***** Quoted text

Whatever one’s view of Trump as a man, this should
concern anybody who hopes to restore the blessings of limited government. Quite
rightly, the Founders conceived hard structural constraints and not benevolent
politicians as the key to free societies — a fact that has unfortunately been
lost on many of those who have cast ballots in this Republican primary. In my
conversations with Trumpite voters, I hear the word “cronyism” thrown around
with abandon. This, I think, is fair enough. And yet the alternative to
cronyism is the fracturing of power, not its consolidation.
Alas, to consider Trump’s self-heavy offering is to
recognize that he is nominating himself less as James Madison and more as
Julius Caesar — that is, as the unimpeachable man who will deliver cheap
salvation by the sheer force of his personality. His, ultimately, is a
worldview that is antithetical both to the traditions that made America great
and to the interests of those whom he claims to be defending. In Trump’s mind
there is no need to diminish the size of the state; no imperative to limit
entitlements or transfers; no healthy skepticism of the men with sharp bayonets
and a sanctioned monopoly on violence. There is only leadership; there is only
strength and cunning and the art of the deal. Who might come next and inherit
power is but an afterthought — an inconvenient question that only detracts from
the frenzy.
“Put not your trust in princes,” says the King James
Bible. “Unless we like him,” too many have replied.

**********
***** Exercise materials

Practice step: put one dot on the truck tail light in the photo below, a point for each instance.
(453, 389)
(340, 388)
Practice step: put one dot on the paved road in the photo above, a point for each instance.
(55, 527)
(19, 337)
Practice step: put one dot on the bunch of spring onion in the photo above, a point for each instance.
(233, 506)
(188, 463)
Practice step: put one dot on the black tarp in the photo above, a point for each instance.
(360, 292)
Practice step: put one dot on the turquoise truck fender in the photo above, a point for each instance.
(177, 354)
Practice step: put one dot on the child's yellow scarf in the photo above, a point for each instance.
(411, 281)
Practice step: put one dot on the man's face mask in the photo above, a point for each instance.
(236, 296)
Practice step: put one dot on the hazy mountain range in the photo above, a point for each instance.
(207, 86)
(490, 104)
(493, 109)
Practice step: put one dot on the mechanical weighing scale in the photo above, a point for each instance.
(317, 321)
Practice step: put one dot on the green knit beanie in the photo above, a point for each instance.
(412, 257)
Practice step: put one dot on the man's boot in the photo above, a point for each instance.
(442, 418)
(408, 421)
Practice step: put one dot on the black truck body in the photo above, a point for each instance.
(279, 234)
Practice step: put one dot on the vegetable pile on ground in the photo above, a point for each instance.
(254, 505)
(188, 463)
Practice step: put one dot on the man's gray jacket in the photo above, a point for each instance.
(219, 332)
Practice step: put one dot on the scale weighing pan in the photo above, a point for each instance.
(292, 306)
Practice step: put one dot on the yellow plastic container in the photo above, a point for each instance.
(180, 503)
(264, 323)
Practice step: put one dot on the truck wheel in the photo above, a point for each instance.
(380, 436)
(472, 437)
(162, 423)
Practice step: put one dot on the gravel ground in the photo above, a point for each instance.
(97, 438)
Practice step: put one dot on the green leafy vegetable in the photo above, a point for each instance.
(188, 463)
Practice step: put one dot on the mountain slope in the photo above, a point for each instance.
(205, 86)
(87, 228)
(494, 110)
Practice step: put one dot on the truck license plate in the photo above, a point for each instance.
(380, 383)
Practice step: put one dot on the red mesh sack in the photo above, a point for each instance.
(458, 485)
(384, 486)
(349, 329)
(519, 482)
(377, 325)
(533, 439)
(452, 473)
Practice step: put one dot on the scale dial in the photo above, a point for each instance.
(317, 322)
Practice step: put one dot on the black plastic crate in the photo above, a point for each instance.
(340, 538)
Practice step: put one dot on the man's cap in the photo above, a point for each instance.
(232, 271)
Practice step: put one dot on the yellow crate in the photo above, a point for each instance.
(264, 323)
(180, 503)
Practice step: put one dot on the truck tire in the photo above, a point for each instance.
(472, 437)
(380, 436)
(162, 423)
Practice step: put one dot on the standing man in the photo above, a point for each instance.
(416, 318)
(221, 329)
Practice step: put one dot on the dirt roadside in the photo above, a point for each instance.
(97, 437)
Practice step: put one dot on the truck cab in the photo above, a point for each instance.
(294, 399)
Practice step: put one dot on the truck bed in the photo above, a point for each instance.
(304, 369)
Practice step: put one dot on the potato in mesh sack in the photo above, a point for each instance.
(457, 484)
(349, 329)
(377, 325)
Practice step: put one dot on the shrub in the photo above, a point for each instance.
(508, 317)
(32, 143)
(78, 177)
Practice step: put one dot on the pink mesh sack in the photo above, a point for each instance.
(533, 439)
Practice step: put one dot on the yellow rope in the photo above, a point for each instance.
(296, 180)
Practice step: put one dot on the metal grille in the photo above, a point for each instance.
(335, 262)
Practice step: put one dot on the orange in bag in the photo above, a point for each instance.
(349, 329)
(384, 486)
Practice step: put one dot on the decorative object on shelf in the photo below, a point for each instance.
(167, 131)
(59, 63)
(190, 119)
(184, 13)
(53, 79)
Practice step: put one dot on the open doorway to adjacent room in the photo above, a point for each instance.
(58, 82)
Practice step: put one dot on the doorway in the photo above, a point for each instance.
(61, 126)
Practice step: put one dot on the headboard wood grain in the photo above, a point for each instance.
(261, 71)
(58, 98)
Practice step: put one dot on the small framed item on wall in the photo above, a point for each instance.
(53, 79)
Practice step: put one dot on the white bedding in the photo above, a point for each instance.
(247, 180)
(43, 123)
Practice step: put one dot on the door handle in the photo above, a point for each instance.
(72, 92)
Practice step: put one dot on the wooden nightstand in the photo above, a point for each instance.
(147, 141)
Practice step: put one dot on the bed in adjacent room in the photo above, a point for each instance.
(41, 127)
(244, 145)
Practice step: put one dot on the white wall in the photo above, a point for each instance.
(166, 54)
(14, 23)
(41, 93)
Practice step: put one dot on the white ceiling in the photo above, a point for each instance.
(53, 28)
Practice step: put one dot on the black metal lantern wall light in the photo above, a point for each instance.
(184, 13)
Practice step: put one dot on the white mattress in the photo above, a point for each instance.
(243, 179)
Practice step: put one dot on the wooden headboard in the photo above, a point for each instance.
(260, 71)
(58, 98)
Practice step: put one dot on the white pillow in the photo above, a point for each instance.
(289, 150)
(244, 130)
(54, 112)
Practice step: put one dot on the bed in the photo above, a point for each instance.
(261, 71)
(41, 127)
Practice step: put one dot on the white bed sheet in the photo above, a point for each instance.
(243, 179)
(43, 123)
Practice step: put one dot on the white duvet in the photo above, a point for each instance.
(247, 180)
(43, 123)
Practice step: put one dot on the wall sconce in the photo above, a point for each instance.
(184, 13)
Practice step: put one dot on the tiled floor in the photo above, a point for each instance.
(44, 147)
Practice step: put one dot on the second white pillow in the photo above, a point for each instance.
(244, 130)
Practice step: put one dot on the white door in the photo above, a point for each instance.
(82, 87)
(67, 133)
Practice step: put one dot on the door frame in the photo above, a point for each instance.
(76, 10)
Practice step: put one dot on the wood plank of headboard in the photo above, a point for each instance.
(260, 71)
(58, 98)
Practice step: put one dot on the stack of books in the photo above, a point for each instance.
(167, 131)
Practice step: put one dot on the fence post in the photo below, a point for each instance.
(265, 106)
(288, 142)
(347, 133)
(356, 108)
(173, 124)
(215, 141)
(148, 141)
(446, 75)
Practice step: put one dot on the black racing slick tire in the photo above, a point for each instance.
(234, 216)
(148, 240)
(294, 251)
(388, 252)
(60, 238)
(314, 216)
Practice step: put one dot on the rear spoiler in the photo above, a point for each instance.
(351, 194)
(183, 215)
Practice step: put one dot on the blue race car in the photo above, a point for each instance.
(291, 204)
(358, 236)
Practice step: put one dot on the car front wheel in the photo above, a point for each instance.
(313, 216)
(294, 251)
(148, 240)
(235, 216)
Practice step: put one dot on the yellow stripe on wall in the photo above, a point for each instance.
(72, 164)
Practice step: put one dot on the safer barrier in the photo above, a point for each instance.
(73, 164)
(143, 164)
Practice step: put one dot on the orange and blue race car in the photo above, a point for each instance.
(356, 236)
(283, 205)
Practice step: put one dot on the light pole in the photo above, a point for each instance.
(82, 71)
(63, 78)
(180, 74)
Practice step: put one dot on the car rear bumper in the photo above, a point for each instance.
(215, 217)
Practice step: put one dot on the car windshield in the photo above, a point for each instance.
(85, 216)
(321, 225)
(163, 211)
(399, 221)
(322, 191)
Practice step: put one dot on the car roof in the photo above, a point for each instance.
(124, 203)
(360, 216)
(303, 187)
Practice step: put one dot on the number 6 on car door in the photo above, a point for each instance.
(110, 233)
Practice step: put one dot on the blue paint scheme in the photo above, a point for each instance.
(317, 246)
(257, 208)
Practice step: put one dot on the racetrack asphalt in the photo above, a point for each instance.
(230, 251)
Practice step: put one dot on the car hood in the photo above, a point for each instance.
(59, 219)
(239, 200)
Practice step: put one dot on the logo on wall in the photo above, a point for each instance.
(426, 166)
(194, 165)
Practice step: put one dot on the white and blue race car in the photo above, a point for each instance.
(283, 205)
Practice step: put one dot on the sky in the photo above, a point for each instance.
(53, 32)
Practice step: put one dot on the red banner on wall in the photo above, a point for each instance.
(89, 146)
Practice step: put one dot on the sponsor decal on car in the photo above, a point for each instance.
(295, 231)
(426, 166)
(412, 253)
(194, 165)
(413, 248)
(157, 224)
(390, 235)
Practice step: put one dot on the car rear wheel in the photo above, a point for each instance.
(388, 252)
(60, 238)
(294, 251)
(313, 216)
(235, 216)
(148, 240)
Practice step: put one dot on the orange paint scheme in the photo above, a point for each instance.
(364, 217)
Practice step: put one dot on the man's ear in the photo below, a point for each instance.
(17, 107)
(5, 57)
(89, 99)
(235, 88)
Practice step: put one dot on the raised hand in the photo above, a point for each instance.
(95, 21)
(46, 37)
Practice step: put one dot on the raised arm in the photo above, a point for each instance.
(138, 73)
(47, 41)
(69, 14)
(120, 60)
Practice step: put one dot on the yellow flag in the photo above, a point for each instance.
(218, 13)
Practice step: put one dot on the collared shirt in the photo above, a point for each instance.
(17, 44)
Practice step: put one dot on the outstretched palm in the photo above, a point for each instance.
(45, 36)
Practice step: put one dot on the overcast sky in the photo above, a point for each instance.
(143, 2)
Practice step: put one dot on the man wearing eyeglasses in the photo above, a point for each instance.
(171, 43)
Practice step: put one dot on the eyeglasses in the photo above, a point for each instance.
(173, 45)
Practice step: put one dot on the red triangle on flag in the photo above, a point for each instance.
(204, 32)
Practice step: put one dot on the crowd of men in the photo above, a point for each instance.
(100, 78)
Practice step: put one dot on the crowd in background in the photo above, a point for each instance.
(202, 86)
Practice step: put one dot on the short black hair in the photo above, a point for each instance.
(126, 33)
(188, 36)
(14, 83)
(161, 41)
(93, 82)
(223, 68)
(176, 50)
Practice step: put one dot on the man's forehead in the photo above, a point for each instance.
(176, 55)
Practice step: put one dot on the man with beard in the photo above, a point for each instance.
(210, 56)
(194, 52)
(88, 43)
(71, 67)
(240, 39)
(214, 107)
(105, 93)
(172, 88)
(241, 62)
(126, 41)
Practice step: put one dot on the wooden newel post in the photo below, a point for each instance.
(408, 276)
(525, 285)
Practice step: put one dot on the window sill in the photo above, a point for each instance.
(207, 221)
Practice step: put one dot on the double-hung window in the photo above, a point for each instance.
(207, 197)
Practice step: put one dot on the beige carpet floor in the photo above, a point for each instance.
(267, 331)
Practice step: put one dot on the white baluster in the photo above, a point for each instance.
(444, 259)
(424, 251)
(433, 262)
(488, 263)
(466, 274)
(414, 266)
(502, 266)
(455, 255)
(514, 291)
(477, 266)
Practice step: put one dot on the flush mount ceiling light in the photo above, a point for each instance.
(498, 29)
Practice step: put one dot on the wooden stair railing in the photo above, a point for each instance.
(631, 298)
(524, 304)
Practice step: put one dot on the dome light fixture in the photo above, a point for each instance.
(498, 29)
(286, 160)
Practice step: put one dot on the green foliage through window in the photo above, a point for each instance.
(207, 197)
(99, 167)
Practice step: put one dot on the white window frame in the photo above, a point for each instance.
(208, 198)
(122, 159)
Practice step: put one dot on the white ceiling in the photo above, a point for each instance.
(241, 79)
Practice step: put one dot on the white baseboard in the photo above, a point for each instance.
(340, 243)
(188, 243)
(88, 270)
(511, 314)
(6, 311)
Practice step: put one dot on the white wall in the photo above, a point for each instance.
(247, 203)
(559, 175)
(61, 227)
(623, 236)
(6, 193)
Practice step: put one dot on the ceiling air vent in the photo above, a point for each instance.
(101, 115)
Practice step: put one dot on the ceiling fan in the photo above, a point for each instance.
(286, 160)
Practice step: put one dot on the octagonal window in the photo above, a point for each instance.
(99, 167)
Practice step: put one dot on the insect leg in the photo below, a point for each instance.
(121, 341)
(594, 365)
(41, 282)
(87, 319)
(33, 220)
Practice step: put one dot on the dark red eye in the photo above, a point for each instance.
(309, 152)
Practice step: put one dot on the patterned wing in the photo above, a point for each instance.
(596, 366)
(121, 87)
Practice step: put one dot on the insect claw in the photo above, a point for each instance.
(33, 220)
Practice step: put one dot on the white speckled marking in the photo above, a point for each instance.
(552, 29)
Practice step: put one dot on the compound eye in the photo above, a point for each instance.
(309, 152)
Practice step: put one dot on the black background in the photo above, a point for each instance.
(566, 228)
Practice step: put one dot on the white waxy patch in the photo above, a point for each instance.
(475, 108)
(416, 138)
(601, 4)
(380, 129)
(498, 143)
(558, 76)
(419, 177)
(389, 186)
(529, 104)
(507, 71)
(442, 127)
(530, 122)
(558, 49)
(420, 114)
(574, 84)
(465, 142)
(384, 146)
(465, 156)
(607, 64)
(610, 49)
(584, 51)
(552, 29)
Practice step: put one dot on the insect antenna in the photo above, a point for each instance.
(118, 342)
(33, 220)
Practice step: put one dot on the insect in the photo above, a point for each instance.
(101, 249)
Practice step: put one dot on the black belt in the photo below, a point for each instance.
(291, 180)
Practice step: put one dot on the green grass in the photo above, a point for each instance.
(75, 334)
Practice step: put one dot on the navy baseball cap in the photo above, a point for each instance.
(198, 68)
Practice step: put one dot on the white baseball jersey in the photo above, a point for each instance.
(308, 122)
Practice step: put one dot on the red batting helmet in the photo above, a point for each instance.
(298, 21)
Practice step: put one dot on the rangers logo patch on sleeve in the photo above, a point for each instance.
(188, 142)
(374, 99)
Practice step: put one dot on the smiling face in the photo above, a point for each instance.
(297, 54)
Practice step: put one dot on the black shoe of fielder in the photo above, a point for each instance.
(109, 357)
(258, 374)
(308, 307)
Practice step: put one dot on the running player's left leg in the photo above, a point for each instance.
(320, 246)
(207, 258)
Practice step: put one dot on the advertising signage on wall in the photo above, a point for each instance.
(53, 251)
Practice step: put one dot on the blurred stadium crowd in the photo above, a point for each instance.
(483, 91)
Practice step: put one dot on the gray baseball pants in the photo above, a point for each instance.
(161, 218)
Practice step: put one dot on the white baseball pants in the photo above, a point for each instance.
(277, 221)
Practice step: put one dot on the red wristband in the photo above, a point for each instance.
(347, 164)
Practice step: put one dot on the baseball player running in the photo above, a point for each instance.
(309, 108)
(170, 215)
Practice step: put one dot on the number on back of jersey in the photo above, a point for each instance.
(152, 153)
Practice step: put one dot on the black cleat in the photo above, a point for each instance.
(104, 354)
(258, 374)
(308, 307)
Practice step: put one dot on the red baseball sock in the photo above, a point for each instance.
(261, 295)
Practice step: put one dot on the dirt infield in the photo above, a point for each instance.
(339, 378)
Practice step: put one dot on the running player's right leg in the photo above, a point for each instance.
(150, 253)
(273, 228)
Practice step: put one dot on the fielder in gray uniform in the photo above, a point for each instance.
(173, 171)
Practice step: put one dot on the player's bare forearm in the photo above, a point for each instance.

**********

§ Things to do
1) According to the passage on Trump and limited government, what did the Founders conceive as the key to free societies?
2) Count the lines of the rows that contain the string "scale", treating uppercase and lowercase as different. Give only the number.
The text and the rows come from separate sources.

§ Answers to each task
1) Hard structural constraints, not benevolent politicians.

2) 3